» **Extracted entries**
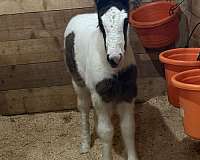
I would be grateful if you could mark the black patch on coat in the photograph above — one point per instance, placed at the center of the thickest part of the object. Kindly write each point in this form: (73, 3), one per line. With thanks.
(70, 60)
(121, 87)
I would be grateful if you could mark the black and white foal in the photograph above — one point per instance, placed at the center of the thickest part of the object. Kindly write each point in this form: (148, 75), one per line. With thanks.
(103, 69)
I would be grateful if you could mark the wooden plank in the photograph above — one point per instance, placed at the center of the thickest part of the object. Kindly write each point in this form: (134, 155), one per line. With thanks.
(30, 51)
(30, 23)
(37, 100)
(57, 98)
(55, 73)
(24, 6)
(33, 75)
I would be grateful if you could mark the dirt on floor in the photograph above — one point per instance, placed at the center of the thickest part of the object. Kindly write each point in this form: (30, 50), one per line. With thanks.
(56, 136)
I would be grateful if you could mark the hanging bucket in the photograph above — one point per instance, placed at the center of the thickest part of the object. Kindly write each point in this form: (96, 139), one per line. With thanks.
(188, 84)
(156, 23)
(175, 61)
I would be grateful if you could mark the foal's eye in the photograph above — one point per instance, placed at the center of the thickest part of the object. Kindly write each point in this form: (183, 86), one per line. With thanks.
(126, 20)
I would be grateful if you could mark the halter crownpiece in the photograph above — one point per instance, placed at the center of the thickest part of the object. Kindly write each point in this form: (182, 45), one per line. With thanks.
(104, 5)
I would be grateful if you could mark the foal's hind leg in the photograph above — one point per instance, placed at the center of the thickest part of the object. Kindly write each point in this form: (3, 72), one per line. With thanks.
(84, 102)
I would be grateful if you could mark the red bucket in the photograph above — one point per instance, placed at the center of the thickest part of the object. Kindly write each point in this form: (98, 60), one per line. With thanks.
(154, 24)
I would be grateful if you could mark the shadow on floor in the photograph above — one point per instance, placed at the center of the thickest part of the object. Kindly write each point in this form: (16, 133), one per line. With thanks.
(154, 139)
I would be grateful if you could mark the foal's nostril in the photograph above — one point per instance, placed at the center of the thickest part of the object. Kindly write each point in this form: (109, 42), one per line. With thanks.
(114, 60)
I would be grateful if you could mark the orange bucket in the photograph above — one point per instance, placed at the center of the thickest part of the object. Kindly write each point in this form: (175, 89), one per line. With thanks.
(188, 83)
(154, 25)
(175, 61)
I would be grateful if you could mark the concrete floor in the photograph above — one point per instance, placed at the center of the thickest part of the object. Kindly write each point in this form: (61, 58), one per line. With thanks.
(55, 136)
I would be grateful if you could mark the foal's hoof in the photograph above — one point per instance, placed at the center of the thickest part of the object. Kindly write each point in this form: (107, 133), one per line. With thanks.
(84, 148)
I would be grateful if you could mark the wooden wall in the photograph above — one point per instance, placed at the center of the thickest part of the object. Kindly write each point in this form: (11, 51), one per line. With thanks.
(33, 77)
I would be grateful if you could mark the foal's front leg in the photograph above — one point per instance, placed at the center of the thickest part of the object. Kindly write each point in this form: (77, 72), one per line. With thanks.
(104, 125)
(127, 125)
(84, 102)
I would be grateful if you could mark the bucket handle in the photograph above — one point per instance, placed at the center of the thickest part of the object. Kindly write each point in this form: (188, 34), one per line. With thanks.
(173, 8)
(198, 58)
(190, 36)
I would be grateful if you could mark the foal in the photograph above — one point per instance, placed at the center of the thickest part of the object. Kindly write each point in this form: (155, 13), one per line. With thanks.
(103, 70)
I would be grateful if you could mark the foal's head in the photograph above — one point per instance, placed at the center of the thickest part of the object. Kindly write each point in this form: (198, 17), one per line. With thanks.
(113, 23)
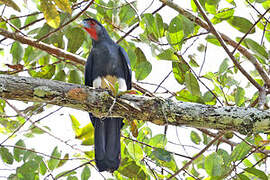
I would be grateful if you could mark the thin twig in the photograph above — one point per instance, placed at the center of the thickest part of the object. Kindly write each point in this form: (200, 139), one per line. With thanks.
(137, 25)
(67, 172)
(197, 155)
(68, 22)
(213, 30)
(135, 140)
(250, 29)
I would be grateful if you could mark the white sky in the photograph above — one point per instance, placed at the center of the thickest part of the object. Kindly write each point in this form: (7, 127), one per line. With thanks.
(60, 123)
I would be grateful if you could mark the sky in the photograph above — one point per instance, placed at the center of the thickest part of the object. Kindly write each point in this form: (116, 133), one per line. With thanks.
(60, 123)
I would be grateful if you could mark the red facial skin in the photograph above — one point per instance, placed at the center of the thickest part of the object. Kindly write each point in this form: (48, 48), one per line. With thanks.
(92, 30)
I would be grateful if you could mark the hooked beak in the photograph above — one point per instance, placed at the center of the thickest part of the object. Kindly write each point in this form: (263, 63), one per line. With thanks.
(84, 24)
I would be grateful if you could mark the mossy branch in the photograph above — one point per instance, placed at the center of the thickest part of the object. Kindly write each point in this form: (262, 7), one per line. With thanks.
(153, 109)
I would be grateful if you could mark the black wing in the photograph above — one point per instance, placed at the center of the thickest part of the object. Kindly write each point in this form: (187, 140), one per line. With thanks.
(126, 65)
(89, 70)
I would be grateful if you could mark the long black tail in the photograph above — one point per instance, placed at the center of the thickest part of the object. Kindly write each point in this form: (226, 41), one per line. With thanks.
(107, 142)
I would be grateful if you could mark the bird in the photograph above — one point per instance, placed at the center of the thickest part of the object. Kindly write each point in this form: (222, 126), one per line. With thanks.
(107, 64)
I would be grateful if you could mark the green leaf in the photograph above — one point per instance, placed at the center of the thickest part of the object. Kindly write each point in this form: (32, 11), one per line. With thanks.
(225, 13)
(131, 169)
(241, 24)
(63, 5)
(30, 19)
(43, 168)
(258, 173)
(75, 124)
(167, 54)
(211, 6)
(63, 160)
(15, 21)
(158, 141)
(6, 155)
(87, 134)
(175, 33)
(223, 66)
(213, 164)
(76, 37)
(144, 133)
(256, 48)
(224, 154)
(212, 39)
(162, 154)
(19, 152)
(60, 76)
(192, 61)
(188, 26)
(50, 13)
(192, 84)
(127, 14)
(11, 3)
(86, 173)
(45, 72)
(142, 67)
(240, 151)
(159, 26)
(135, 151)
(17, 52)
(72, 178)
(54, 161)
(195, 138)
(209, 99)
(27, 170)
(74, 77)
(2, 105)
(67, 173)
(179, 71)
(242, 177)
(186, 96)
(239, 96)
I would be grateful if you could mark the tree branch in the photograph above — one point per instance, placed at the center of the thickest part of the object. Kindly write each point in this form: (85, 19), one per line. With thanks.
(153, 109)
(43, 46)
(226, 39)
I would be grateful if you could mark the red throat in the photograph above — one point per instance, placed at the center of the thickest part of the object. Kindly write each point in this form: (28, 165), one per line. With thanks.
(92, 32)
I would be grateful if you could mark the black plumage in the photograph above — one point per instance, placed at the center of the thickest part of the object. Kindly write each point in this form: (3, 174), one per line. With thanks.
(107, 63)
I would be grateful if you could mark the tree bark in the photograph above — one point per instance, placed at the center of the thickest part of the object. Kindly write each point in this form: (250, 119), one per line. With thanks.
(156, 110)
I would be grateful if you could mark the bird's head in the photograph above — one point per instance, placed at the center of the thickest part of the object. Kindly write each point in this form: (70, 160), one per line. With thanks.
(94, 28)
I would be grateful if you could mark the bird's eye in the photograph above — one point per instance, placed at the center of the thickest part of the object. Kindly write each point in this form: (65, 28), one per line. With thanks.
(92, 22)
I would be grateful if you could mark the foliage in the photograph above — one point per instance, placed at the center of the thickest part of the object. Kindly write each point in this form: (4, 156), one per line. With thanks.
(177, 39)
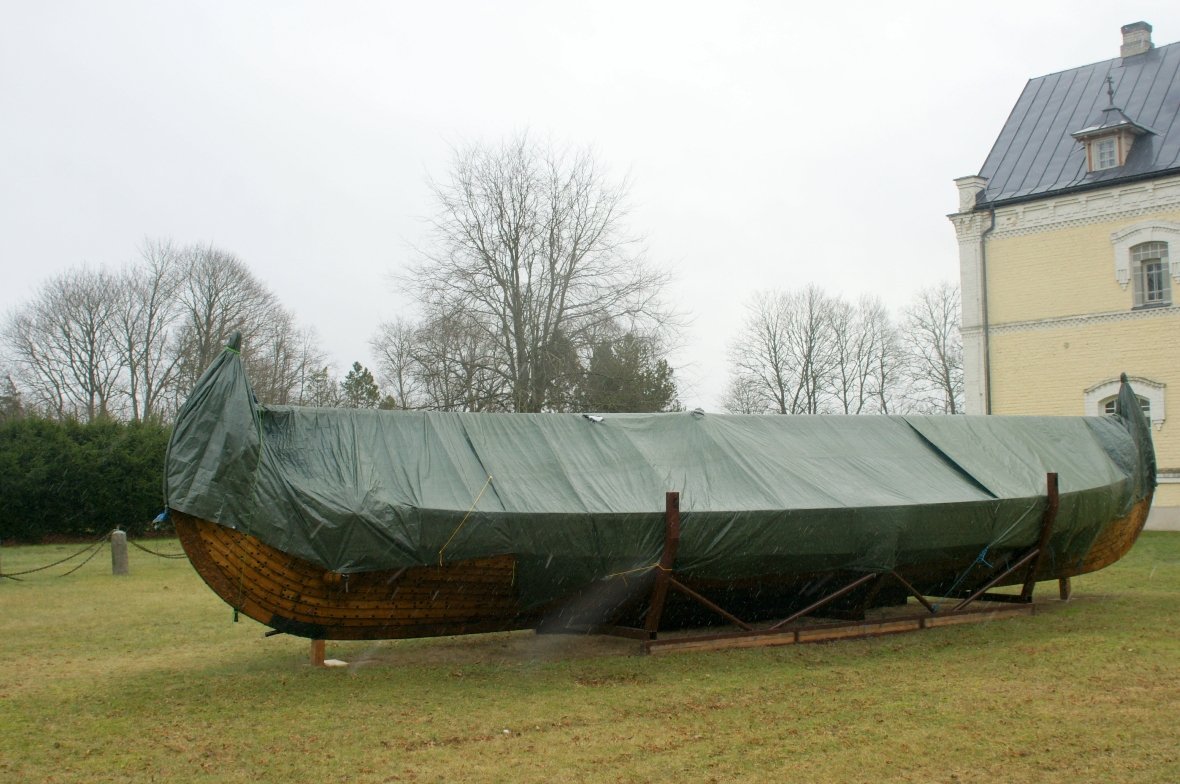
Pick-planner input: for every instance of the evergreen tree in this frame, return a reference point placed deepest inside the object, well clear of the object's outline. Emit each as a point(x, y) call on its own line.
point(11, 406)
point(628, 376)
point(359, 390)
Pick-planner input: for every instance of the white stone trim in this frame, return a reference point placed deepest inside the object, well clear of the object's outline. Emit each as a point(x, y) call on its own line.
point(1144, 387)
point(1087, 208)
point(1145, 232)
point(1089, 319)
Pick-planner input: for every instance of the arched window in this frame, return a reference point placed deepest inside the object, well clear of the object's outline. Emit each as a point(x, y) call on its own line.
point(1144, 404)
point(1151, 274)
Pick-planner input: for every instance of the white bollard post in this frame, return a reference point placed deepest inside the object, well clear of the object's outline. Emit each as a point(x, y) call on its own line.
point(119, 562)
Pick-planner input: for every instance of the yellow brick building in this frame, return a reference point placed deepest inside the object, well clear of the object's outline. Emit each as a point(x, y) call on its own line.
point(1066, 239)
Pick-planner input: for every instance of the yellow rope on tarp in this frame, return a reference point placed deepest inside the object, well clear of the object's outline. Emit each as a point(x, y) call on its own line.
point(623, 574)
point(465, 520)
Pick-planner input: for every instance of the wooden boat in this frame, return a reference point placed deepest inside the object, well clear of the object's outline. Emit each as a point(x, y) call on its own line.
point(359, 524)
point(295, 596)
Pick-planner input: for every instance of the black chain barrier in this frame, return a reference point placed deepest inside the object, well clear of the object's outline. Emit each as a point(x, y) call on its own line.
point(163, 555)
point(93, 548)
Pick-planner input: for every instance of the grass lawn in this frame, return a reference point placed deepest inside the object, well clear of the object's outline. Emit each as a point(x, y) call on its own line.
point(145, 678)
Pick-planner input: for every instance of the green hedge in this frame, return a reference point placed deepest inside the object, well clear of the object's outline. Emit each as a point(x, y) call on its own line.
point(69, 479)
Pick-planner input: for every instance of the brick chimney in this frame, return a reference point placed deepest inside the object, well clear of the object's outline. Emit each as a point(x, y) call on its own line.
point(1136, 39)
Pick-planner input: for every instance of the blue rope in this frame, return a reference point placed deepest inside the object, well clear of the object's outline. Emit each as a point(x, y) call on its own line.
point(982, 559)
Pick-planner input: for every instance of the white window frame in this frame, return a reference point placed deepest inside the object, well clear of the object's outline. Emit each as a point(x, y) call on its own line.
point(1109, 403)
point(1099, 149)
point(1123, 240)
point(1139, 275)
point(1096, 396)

--

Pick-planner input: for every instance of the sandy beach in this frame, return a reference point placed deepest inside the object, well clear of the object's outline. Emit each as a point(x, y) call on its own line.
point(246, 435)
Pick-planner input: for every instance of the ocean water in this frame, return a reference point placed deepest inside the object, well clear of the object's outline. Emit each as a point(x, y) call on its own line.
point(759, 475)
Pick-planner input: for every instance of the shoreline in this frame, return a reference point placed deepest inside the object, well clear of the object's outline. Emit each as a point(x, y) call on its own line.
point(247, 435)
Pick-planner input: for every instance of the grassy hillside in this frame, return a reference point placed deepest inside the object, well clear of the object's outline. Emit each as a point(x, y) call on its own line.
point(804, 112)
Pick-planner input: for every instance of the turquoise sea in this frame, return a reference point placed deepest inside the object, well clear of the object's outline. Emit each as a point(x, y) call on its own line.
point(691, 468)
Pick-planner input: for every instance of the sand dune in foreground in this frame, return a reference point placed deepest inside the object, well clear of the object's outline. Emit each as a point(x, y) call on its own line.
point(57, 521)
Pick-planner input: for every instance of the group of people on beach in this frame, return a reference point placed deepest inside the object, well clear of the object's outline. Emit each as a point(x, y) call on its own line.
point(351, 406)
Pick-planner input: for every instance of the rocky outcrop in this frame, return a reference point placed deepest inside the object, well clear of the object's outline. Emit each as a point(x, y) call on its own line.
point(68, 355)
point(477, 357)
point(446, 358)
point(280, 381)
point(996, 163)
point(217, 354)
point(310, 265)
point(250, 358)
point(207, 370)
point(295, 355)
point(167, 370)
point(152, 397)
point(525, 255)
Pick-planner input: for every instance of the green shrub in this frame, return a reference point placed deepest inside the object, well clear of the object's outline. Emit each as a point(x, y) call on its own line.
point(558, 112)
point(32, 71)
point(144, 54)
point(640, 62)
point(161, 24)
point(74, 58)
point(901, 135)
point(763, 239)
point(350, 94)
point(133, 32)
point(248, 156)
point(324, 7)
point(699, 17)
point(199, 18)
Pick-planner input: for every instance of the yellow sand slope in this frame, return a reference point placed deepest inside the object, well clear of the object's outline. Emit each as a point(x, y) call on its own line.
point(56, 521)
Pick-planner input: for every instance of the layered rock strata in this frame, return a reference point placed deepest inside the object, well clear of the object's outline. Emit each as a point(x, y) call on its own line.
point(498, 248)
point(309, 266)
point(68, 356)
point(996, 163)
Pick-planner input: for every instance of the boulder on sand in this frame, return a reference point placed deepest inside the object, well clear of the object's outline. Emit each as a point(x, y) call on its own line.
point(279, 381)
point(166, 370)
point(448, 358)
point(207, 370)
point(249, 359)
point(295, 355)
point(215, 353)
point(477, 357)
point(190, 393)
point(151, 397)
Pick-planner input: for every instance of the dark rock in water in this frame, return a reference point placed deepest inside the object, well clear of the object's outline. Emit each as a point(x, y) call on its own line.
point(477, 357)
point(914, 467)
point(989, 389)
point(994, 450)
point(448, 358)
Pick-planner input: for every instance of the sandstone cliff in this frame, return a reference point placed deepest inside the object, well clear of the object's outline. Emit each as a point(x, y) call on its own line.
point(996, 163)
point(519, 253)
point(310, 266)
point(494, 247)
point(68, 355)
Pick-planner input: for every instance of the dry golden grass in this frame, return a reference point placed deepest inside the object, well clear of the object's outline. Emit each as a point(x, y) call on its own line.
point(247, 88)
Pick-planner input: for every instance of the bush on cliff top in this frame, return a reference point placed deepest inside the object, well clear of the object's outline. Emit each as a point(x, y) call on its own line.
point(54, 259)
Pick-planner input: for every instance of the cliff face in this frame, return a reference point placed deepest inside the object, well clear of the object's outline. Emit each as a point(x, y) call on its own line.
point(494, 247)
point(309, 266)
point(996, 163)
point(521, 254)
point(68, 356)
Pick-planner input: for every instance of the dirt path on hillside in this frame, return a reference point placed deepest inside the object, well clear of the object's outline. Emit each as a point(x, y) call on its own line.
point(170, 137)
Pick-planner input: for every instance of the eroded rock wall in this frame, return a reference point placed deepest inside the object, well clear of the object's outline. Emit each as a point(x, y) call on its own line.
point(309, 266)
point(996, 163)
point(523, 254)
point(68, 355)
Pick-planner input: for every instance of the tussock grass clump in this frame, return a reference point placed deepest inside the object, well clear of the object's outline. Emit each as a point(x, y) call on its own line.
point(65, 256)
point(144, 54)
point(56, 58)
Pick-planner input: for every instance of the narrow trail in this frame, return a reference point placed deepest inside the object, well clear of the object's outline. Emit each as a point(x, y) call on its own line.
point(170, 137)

--

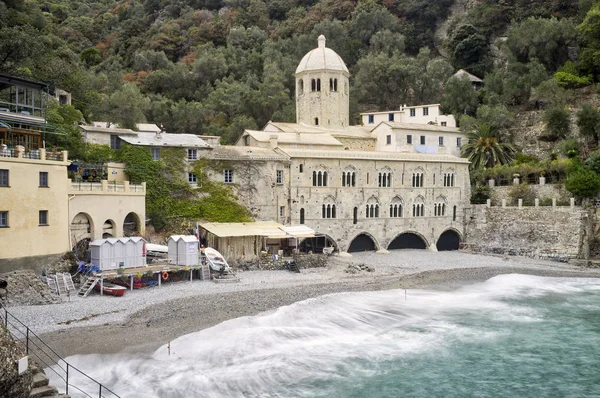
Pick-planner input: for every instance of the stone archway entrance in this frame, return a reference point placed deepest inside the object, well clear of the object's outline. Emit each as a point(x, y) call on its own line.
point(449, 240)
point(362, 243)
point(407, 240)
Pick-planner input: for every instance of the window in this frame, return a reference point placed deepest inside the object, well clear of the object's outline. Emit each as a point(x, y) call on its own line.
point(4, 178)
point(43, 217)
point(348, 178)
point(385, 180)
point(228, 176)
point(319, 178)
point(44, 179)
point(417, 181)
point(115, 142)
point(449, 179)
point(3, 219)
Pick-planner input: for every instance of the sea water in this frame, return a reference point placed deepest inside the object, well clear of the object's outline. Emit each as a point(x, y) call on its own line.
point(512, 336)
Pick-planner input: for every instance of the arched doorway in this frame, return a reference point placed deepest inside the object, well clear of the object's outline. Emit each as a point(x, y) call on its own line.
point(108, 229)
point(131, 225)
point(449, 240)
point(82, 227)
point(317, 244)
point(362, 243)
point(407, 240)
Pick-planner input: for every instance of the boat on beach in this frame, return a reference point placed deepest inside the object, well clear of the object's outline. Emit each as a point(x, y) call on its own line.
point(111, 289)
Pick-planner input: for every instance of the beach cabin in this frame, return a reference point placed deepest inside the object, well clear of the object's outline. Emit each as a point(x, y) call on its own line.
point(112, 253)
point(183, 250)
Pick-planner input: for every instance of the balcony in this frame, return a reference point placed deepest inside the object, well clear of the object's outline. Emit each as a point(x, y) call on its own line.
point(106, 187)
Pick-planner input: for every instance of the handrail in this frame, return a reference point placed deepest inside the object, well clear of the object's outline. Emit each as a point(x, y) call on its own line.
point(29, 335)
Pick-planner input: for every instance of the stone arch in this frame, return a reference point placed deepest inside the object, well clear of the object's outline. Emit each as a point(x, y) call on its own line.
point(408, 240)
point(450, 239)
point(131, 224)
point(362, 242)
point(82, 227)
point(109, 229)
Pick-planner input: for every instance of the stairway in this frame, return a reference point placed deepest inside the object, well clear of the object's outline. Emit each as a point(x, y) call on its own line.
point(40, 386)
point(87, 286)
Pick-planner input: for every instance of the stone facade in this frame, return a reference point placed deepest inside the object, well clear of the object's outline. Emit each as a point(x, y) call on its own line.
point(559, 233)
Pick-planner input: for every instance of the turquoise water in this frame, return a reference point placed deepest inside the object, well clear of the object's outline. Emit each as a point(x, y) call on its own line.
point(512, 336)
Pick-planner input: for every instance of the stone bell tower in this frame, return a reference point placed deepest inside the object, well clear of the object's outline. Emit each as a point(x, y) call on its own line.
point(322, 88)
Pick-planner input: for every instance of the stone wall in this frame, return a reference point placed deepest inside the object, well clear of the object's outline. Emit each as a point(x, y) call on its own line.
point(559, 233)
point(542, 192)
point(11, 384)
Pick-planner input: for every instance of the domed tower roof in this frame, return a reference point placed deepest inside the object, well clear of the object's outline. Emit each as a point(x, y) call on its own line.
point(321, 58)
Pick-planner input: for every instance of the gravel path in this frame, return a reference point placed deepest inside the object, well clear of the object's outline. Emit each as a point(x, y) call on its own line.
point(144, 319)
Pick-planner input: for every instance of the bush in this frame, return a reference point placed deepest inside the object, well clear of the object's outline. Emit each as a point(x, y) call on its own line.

» **Instructions for the task**
How many of the lines above contain the word "shadow"? Reply with the number alone.

» **Reply**
1